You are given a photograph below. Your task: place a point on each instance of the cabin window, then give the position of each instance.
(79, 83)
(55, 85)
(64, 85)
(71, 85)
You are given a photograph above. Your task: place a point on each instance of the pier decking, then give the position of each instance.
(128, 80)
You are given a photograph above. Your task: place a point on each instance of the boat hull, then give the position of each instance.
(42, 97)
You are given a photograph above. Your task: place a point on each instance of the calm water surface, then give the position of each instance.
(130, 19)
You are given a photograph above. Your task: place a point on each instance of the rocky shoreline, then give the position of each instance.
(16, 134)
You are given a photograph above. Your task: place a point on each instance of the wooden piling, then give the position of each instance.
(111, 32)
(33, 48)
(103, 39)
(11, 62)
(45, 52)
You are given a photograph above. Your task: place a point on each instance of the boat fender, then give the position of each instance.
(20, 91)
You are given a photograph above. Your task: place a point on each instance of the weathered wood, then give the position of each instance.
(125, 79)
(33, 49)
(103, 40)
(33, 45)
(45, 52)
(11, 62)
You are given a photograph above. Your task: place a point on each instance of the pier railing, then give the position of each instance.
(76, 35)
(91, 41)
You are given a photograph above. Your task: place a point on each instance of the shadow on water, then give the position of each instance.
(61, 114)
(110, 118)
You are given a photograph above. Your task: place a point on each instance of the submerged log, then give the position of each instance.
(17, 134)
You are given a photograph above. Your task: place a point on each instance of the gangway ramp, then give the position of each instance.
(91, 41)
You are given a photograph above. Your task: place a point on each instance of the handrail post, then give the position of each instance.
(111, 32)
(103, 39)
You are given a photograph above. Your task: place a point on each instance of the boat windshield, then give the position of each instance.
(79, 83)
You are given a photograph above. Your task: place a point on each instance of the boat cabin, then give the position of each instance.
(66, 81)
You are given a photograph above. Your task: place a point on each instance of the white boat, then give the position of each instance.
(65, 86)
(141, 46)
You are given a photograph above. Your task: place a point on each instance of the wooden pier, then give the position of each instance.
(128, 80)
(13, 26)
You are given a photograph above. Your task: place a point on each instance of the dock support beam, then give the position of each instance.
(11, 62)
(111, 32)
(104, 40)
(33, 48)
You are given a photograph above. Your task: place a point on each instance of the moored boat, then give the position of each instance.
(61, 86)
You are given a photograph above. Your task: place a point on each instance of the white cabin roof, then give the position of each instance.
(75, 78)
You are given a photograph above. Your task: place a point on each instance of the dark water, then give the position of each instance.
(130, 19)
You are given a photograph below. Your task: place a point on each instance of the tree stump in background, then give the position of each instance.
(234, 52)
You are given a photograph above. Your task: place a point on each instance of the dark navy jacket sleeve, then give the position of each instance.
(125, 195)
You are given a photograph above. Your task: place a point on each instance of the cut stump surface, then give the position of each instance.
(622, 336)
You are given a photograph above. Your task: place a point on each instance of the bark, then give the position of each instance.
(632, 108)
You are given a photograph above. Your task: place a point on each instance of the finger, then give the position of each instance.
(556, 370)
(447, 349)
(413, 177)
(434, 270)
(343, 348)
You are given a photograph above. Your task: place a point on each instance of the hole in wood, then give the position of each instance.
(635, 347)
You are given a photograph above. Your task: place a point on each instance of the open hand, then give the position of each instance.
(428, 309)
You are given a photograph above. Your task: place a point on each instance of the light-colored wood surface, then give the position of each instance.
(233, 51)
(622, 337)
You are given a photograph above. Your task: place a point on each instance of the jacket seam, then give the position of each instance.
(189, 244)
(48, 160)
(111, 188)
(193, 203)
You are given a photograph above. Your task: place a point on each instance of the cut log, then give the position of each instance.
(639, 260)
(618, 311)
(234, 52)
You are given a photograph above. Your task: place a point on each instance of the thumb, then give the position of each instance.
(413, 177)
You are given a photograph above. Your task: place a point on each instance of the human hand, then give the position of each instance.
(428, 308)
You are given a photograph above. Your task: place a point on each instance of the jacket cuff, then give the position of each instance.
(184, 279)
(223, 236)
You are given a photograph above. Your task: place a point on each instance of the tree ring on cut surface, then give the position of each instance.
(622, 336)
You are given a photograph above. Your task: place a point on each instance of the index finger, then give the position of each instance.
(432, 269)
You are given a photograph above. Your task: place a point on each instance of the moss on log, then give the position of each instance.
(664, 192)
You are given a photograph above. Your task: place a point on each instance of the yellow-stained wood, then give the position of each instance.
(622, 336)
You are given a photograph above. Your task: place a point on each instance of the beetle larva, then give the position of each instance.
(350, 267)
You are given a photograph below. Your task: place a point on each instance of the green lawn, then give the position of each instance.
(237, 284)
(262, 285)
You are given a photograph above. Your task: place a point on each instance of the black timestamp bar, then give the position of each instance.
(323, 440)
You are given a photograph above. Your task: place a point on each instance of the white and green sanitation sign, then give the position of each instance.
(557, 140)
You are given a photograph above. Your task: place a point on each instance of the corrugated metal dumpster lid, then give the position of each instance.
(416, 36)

───

## Exercise directions
Write out all the material exactly.

## Task response
You are given a photograph below. Your task: place a point on each instance of the cabin window, then give the position of each instance.
(79, 83)
(55, 85)
(64, 85)
(71, 85)
You are given a photograph above. Your task: place a point on each instance of the pier decking, then give the position of each instance.
(128, 80)
You are given a photograph above. Your task: place a point on each instance of the boat hull, then give the position of each instance.
(42, 97)
You are given a photograph above. Your task: place a point on each instance of the calm water surface, then give the position of each instance.
(130, 19)
You are given a photograph above. Your task: place a point on each instance of the rocky shoreline, then give the position of each instance.
(16, 134)
You are given a photograph above. Your task: place a point on each instance of the wooden piling, then give the position of each instance.
(111, 32)
(33, 48)
(103, 39)
(11, 62)
(45, 52)
You are given a photograph above. Your task: place a point on each instance of the boat fender, then give the position of each instance.
(20, 91)
You are given a photograph above. Your task: place a point on each instance of the weathered wood, then give the position of each instance.
(125, 79)
(33, 49)
(103, 40)
(33, 45)
(45, 52)
(11, 62)
You are given a photograph above. Your task: place a point on each instance of the pier railing, then give the position of each instance.
(76, 35)
(91, 41)
You are given a photograph above. Your task: place a point on each instance of the shadow on water, then give the position of each instance.
(61, 114)
(110, 118)
You are given a photograph above. Your task: place a point on each instance of the submerged log, then give the position of each instance.
(17, 134)
You are given a photograph above. Your task: place a point on each instance of the gangway ramp, then give the position of each instance.
(91, 41)
You are given a photograph above. Your task: place a point on each instance of the handrail post, then give the position of each instance.
(111, 32)
(103, 39)
You are given a photograph above. Your task: place a point on each instance of the boat windshield, then give the position of each instance.
(79, 83)
You are given a photograph above. Your task: place a point on each instance of the boat cabin, then give the position of each instance.
(66, 81)
You are given a photograph above. Your task: place a point on each instance of the white boat, then give the position of each instance.
(65, 86)
(141, 46)
You are given a photograph above. Your task: place a point on each instance of the wooden pier, then give the position of each instance.
(128, 80)
(13, 26)
You are given a photograph above. Your task: place a point on each instance of the dock support beam, then give the position of each instance.
(11, 62)
(111, 32)
(104, 40)
(33, 48)
You are given a photograph above. Your task: place a point on each instance of the moored boat, then give the position of each instance.
(61, 86)
You are given a photograph above. Your task: place a point on each instance of the white cabin roof, then give the position of each instance.
(75, 78)
You are given a photograph above. Your task: place a point on each instance of the dark water, then give the position of each instance.
(130, 19)
You are given a photograph below. Your task: place a point on each instance of the tree stump in background, then give the position of each instance.
(234, 52)
You are given a photograph above. Your task: place a point on each instance of the dark navy jacket sleeve, then give the position of each instance.
(125, 195)
You are given a photograph above. Your task: place a point on each instance of the cut stump surface, then give the position of each instance.
(622, 336)
You are given a photograph above. Your task: place a point on each instance of the bark, then give the position of each instance.
(632, 108)
You are given a photograph above. Your task: place a point on each instance of the finger, then give the position of each instance.
(556, 370)
(447, 349)
(413, 177)
(434, 270)
(343, 348)
You are given a photograph above. Your task: place a point on each instance of the hole in wood, then give the position of each instance.
(635, 347)
You are given a photograph above. Your task: place a point on each instance of the open hand, then give the position of each instance.
(428, 309)
You are given a photograph above. Your task: place a point on each instance of the light-colored wood surface, then give the position of each instance.
(233, 51)
(622, 337)
You are given a photograph above. Your task: place a point on each instance of the jacket seam, then give the position of each instance.
(189, 244)
(48, 160)
(111, 188)
(193, 203)
You are given a photograph above. Your task: place a point on each instance of the cut log, then give the position of each instance.
(639, 260)
(618, 311)
(234, 52)
You are given a photograph above. Your task: place a point on each instance of the thumb, then give the position of each instance.
(413, 177)
You are given a photograph above. Your task: place a point on each instance of the human hand, then give the position of each instance.
(428, 308)
You are given a photograph above. Your task: place a point on each instance of the jacket cuff, then give the position of each instance.
(184, 279)
(223, 236)
You are given a photograph above. Your task: place a point on each instance of the tree ring on cut surface, then give the position of each instance.
(622, 336)
You are given a photograph above. Your task: place a point on each instance of the index finger, then give the position of each instance.
(432, 269)
You are given a photograph above. Your task: place a point on each instance of the moss on log, then give the position of each instance.
(664, 192)
You are given a photograph above. Your task: place a point on each instance of the yellow-stained wood, then give the position of each instance.
(622, 336)
You are given a photograph above. Your task: place a point on each instance of the beetle larva, then give the position of each instance.
(350, 267)
You are given a photograph below. Your task: place a point on each instance of the green lawn, then give the position of each instance.
(237, 284)
(262, 285)
You are given a photograph above. Your task: place a point on each instance of the black timestamp bar, then give the position of each instance.
(323, 440)
You are given a photograph above. Your task: place a point on each instance of the white and green sanitation sign, then give the position of each instance.
(557, 140)
You are given a photograph above. Your task: place a point on each instance of the corrugated metal dumpster lid, then give the position of each instance.
(416, 36)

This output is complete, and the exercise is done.